● Work required
Scan the records for the line containing "[(366, 395), (469, 250), (318, 183)]"; extract it and all later lines, verbatim, through the end, and nothing before it.

=== Section Start ===

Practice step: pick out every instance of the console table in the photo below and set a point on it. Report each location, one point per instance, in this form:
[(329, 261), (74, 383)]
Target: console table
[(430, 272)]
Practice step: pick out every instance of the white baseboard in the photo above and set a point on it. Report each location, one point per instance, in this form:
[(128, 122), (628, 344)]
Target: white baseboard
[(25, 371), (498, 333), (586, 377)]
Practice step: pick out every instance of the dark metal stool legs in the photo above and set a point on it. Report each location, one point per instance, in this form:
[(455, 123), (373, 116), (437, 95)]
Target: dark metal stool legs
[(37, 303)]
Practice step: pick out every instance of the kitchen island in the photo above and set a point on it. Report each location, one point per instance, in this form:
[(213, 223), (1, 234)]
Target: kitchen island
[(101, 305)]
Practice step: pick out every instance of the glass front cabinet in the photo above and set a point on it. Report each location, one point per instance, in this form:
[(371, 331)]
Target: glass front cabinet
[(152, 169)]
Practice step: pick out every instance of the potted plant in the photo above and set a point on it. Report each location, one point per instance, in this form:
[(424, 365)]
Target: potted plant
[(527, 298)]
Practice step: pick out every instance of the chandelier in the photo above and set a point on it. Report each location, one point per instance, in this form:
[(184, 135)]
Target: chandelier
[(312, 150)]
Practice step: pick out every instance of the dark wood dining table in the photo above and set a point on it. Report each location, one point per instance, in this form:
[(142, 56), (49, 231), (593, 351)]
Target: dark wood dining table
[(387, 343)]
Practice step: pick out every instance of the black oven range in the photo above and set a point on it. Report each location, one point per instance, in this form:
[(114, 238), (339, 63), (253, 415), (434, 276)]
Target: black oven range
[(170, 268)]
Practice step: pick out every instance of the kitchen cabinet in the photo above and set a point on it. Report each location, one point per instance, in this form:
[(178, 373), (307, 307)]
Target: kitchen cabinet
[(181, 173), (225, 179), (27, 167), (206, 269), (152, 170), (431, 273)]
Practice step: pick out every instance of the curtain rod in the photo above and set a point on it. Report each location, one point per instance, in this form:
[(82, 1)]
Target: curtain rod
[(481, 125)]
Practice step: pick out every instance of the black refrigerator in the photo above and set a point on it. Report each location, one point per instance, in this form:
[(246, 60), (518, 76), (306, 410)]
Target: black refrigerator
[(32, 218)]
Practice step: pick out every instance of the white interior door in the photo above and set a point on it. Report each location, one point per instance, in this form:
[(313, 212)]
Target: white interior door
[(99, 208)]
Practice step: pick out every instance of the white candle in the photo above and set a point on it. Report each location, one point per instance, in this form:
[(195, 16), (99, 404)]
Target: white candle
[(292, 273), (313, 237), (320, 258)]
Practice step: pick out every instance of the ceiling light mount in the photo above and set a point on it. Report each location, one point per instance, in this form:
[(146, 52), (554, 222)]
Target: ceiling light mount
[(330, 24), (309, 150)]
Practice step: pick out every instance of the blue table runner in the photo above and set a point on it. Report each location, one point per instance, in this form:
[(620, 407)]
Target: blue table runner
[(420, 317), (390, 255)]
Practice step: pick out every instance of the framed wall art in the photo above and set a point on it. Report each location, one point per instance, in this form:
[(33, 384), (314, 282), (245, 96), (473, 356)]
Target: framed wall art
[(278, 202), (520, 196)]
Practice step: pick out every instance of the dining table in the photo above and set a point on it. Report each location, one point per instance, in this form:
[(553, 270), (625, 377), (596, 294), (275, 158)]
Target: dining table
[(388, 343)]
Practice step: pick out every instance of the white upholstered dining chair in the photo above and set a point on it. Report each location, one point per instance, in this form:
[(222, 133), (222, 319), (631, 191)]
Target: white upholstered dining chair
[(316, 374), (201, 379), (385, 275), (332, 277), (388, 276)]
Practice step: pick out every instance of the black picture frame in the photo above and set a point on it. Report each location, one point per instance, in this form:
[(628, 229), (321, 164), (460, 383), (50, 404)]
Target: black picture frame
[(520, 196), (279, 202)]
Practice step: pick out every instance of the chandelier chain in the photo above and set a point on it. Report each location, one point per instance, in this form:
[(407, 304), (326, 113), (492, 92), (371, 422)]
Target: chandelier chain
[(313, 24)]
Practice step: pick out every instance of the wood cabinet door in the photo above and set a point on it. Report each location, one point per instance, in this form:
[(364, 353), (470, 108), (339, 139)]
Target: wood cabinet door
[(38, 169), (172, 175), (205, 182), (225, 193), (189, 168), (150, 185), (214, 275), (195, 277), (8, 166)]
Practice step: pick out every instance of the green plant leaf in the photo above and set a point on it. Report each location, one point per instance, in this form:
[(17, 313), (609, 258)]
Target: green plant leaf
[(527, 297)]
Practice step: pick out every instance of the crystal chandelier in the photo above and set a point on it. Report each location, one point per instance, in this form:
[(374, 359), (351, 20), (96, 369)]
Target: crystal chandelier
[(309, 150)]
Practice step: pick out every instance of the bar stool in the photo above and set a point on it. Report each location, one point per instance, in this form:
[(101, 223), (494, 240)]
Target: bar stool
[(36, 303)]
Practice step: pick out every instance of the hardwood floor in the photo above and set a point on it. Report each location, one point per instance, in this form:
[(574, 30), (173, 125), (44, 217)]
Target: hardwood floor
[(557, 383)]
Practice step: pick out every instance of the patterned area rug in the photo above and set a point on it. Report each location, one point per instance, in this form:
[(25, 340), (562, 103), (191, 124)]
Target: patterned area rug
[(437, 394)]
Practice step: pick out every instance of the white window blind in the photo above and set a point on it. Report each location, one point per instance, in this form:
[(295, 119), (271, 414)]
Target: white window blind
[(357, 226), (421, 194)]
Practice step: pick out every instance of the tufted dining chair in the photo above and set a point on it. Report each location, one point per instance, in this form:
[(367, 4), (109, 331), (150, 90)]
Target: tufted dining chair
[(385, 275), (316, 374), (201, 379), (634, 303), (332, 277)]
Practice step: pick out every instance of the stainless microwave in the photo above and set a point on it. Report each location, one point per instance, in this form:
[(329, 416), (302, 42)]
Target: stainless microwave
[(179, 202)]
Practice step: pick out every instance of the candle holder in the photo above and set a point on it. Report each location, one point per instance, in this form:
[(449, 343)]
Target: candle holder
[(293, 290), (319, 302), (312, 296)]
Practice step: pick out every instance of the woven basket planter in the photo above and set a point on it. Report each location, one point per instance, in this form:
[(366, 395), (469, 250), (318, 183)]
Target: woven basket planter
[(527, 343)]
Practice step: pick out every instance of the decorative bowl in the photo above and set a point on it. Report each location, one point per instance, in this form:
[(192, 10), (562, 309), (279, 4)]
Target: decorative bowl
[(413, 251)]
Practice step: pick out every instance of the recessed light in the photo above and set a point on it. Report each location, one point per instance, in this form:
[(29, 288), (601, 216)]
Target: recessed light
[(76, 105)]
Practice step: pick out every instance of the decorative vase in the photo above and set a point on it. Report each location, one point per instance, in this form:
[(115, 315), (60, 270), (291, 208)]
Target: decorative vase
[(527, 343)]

=== Section End ===

● Answer to this task
[(366, 395), (469, 250), (318, 183)]
Target: woven basket planter
[(527, 343)]
Practice step: pick out every instance of the decorative bowl in the photo above and set a point on it. Report each location, one point per instance, in this form:
[(192, 10), (562, 309), (279, 4)]
Target: decorative bowl
[(413, 251)]
Practice step: pick out every instance of the recessed light in the photo above and set a point on it. Report each location, one point per instance, in this form:
[(29, 288), (601, 216)]
Target: recessed light
[(76, 105)]
Practice step: pick out every instance of the decorative vase in the photo above and set a point on it. Report each location, one point per instance, in this form:
[(115, 315), (60, 270), (291, 208)]
Target: decorative vase
[(527, 343)]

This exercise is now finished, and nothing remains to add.